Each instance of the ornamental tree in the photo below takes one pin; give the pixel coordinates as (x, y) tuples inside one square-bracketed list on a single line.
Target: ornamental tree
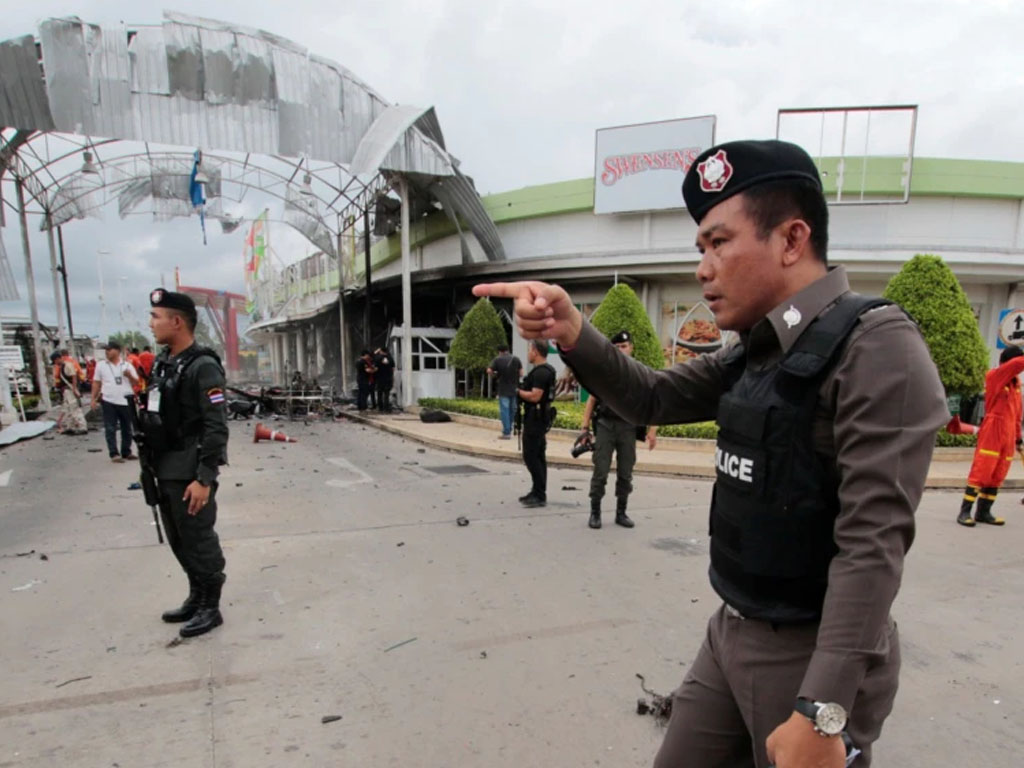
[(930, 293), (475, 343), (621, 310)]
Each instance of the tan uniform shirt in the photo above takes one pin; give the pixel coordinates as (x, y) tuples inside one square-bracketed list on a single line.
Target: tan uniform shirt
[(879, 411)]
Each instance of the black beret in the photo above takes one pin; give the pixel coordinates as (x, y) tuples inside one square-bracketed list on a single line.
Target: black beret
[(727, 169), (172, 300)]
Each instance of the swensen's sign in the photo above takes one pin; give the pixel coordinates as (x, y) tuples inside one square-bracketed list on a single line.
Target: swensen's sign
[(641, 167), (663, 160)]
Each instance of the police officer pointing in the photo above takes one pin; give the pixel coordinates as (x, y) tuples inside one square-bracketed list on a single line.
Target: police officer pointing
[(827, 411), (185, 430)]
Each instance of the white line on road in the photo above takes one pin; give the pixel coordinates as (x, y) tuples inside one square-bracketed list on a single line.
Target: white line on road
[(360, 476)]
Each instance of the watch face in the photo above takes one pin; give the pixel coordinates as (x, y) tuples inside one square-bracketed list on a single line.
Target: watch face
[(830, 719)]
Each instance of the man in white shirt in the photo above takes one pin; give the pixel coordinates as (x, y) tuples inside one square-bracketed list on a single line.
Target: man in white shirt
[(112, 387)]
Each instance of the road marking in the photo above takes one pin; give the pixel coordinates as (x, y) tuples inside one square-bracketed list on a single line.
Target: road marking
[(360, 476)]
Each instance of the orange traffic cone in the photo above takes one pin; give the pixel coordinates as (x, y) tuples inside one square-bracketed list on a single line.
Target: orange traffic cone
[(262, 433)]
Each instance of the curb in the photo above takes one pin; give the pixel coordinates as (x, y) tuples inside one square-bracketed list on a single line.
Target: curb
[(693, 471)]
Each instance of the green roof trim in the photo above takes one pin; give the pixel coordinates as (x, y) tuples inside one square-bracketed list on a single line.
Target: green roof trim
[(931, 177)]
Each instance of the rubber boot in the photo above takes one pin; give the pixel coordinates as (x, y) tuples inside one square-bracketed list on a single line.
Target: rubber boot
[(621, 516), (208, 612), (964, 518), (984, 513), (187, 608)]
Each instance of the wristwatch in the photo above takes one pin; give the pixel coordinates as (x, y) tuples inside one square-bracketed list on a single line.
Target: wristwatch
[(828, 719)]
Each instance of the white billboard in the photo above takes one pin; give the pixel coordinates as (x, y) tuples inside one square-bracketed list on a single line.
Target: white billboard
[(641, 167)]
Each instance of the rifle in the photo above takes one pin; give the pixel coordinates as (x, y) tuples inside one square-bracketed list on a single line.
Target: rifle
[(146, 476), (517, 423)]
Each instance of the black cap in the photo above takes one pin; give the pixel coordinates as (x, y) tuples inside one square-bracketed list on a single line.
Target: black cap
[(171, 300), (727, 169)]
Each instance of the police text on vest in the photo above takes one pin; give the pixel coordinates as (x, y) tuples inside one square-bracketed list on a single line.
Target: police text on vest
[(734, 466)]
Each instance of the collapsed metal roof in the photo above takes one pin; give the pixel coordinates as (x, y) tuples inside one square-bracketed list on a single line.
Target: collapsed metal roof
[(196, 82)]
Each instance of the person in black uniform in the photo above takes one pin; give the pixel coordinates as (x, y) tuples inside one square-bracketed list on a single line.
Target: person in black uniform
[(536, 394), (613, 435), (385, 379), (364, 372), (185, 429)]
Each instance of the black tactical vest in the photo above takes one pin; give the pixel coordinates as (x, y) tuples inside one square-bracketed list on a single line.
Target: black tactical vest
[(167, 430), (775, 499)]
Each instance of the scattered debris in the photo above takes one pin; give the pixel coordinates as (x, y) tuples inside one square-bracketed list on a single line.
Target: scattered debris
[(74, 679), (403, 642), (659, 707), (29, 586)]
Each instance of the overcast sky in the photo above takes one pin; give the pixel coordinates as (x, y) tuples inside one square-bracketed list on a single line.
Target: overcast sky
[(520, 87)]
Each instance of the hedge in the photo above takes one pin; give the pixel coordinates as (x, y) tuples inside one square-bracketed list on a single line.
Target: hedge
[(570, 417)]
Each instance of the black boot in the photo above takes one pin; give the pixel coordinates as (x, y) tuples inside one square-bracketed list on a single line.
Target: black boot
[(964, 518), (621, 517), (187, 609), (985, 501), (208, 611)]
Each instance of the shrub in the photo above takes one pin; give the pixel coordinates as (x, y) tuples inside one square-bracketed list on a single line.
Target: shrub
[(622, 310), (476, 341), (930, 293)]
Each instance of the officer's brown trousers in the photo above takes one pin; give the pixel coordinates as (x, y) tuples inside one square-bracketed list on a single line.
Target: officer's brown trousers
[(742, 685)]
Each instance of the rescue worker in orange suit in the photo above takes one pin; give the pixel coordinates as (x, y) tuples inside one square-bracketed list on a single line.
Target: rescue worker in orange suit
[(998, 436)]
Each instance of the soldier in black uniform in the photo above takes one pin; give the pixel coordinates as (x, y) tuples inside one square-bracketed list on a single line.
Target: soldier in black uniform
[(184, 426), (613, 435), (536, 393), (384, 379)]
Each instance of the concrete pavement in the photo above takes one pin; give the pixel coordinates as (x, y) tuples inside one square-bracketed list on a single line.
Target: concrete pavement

(ACTION ITEM) Lines from the entries that contain the string "pavement" are what must be copied.

(RESPONSE BOX)
Each instance of the concrete pavement in the photo above takes one pin; give the pixel coordinates as (x, y) tuples inside one square-bracketed list on a single line.
Target: concrete pavement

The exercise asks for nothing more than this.